**WRITTEN PROBLEM:**
Reproduce every one of the records below verbatim, leaving out the pictures.

>>>

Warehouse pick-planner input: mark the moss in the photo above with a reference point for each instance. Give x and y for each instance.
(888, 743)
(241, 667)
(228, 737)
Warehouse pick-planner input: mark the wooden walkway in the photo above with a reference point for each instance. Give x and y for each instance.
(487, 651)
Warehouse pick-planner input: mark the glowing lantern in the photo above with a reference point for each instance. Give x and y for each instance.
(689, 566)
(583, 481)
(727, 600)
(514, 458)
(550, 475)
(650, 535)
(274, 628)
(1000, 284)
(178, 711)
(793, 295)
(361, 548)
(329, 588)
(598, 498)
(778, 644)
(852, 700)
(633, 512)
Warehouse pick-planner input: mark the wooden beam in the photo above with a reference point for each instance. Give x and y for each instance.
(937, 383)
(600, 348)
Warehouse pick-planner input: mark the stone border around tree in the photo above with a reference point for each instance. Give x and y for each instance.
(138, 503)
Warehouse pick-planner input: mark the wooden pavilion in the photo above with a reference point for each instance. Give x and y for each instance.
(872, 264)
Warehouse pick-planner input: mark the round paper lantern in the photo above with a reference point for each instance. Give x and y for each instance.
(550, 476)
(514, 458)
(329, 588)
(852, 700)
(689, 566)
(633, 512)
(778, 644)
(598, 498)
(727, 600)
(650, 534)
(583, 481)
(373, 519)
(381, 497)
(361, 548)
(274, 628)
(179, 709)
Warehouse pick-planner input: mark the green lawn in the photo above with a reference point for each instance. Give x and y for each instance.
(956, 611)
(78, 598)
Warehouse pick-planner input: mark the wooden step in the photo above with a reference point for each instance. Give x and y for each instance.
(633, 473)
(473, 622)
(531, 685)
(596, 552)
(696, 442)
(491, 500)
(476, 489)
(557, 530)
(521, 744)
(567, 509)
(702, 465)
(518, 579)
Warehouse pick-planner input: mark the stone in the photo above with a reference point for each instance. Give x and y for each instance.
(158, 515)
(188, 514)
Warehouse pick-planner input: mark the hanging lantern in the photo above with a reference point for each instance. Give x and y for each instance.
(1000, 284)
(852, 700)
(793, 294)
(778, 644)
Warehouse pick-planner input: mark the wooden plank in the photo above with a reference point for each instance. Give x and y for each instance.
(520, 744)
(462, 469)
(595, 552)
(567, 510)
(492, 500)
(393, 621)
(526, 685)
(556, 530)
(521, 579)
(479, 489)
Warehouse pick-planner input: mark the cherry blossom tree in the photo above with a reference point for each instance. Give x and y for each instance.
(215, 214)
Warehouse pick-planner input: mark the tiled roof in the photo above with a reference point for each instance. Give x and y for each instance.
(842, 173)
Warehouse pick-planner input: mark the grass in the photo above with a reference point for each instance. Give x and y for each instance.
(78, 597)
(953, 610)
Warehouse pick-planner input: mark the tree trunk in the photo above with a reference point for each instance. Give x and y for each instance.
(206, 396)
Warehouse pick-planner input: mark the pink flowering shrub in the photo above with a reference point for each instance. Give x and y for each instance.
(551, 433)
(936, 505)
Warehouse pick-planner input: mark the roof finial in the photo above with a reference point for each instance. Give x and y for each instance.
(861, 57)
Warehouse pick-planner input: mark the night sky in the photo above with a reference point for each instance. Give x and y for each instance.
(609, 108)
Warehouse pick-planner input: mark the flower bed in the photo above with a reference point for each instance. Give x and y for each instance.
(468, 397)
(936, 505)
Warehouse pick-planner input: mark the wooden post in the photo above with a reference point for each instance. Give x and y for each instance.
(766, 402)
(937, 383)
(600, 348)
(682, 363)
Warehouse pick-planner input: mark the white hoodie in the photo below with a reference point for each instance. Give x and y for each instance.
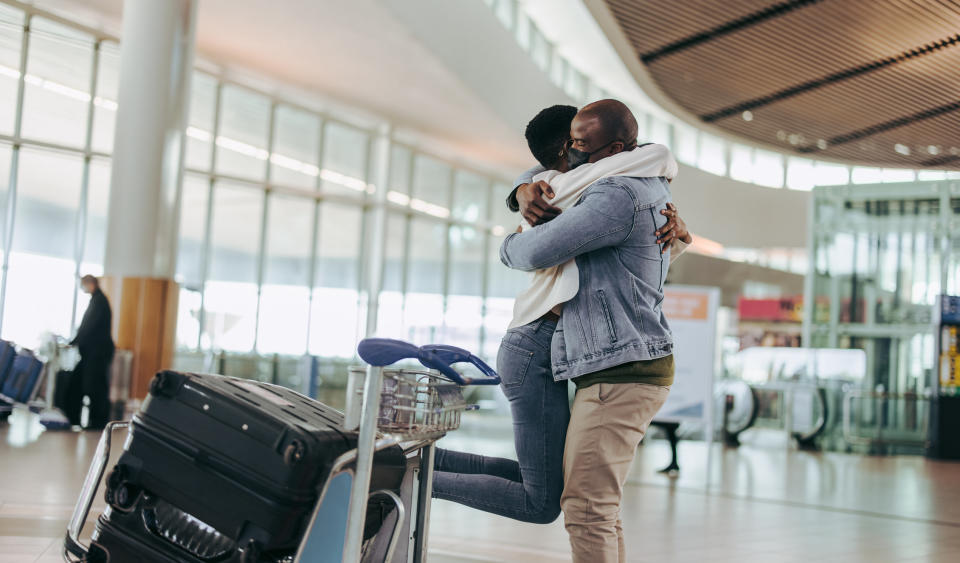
(551, 287)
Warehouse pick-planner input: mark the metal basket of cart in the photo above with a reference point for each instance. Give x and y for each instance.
(390, 406)
(414, 403)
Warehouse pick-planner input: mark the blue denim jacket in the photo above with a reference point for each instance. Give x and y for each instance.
(616, 316)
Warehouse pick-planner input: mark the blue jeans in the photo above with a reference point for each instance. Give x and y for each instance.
(528, 489)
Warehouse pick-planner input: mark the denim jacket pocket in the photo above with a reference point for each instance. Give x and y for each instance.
(512, 364)
(605, 311)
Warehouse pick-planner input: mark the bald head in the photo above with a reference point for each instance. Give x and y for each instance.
(604, 128)
(614, 117)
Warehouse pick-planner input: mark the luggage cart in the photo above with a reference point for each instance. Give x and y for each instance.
(412, 408)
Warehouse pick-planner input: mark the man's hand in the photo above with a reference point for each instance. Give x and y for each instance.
(533, 204)
(674, 229)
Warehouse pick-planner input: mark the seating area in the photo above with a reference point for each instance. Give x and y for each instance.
(21, 374)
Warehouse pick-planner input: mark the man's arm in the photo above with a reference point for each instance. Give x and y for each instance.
(604, 217)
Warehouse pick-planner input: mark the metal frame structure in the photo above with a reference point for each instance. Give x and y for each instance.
(892, 411)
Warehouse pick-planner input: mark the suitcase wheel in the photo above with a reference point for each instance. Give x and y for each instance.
(294, 452)
(250, 553)
(119, 493)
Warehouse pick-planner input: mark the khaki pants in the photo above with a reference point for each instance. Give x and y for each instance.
(606, 425)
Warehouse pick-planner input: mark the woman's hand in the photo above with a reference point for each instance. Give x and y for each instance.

<<<

**RESULT OF THIS TASK:**
Warehouse pick-planner input: mark the moss in the photo above with a reference point for each instance. Give x and y for each instance.
(888, 743)
(241, 667)
(228, 737)
Warehouse pick-planner input: mark the wooden walkway in the photo above with a reference point for each instance. Give x and y for each instance.
(487, 651)
Warehouse pick-planner input: mark the glowing lantern in the photo above with a reference point for each instance. Give x and y for each instance.
(689, 566)
(583, 481)
(727, 600)
(514, 458)
(550, 475)
(650, 535)
(274, 628)
(1000, 284)
(178, 711)
(793, 295)
(361, 548)
(329, 588)
(598, 498)
(778, 644)
(852, 700)
(633, 512)
Warehouse pick-planner input: mark the wooden beam in the photo above with a reference point for each instance. Give x and y for each instance.
(937, 383)
(600, 348)
Warehouse pick-planner input: mark the stone border around tree in the photo above with a reference point for each instance. Give x and y for each instance.
(138, 503)
Warehouse pick-planner input: mark the wooden pavilion in the photo above with a reference point for each instance. Give x and y for each instance.
(872, 264)
Warehouse pick-planner input: mark the round paper lantern in the photo above with a reference point for each instance. Give x and y for each instance.
(550, 476)
(514, 458)
(329, 588)
(852, 700)
(689, 566)
(633, 512)
(778, 644)
(598, 498)
(727, 600)
(650, 534)
(583, 481)
(373, 519)
(381, 497)
(361, 548)
(274, 628)
(179, 709)
Warehouse pick-planner input: mark the green lawn in the photo above with a reference point for each instance. Give x and y for each instance.
(956, 611)
(78, 598)
Warehouse pick-planner input: mark the wooden step in the photo above with a reference point for each instance. Give x and y for each instance.
(633, 473)
(473, 622)
(531, 685)
(596, 552)
(696, 442)
(491, 500)
(476, 489)
(557, 530)
(521, 744)
(567, 509)
(702, 465)
(518, 579)
Warehouse pick-planner input: mark the stone in the photo above with a reference point for each instance. Give x and y for each instance.
(158, 515)
(188, 514)
Warehouse pick-planner input: mark the hanging lantern in the photo above with a reference point for each instance. Give x and y for each instance.
(1000, 284)
(852, 700)
(793, 294)
(778, 644)
Warehouse pick-planner input: mark the wooden plank in the photo above with a reference point for each instance. Give x and y for each instance.
(520, 744)
(462, 469)
(595, 552)
(567, 510)
(492, 500)
(393, 621)
(526, 685)
(556, 530)
(521, 579)
(479, 489)
Warehouse pick-planner input: mark the cherry blossom tree in the photo above with a reference point for each instance. Give x and y for each instance.
(215, 214)
Warehouse pick-planner input: mark the tiled roof in the photo above with a reference point for each instance. Give x and y for each instance.
(842, 173)
Warehouse pick-planner input: mark the grass in the photo above with a reference point for each instance. Give x and y for each instance.
(78, 597)
(953, 610)
Warehouse pick-planner input: mark the tree trunk in the photo above with a reference point for each instance. Give x and y for each instance.
(206, 396)
Warehouse pick-planner input: mark the pink flowering shrub in the photo above with a reference point for each instance. Give x and y for each instance.
(551, 433)
(936, 505)
Warehouse pick-planner input: mark the roof finial in the photo above with a reference point for each instance. Give x and y for each instance.
(861, 57)
Warehouse pick-planner input: mark the night sky in the photo above with a reference point for each instance. Give x and y for each instance.
(609, 108)
Warehouse pick-planner input: mark the flower bed in the photo above with a reference point for each instance. Give x and y for each instance.
(468, 397)
(936, 505)
Warehouse pick-planner input: mark the wooden post in the photo above with a reference point for each instance. Give x and y for each instance.
(766, 402)
(937, 383)
(600, 348)
(682, 363)
Warehouse pick-planner input: mark the white hoodie in the photo below with a reference point for each instance. Give x and y for each instance.
(551, 287)
Warehouse pick-planner input: mark the metal basket of cart in the photo above with a reference point for each instance. Give x and y for each instance.
(390, 406)
(414, 403)
Warehouse pick-planner input: mark the blue denim jacket in the photo above with a reference point for each instance. Give x and y for each instance.
(616, 316)
Warehouse pick-planner input: mark the blue jeans in the photo above with a reference point for each instance. Give x and y for each instance.
(528, 489)
Warehouse pick-planner input: mark the denim jacket pocket in the photo above with a reference point for each instance. Give x and y for each instance.
(512, 364)
(605, 311)
Warehouse pick-planner input: mark the bald head in the photo above with a reference point for each instance. Give x and y for each instance.
(604, 128)
(614, 117)
Warehouse pick-planner input: mark the luggage cart in the photo above with a reference point for each instance. Give x and y for each instance.
(412, 408)
Warehouse pick-planner input: mark the man's hand in the photo above with a reference point for each instance. Give x and y for each instance.
(533, 204)
(674, 229)
Warehouse pick-planner input: mark the seating area in the photo above with a reference point for each instance. Give x and y for each instance.
(21, 374)
Warehouse pick-planner input: mark the man's arm in the photo above with a reference point for each instance. Give x and y for each instance.
(604, 217)
Warehouse pick-planner input: mark the metal frame structure in the photo above with a reference point for each instance. Give x and y for each instance.
(892, 411)
Warehouse pick-planner input: mark the suitcase wheel in the photo above with a reference point for each instance. Give x and y for each instance.
(294, 452)
(250, 553)
(119, 493)
Warehouse pick-planner input: mark the khaki pants in the photo above with a reference point for each instance. Give x and y for each instance.
(606, 425)
Warehouse pick-planner input: mark the woman's hand in the photo above with a reference point for each instance. Give x and y for each instance.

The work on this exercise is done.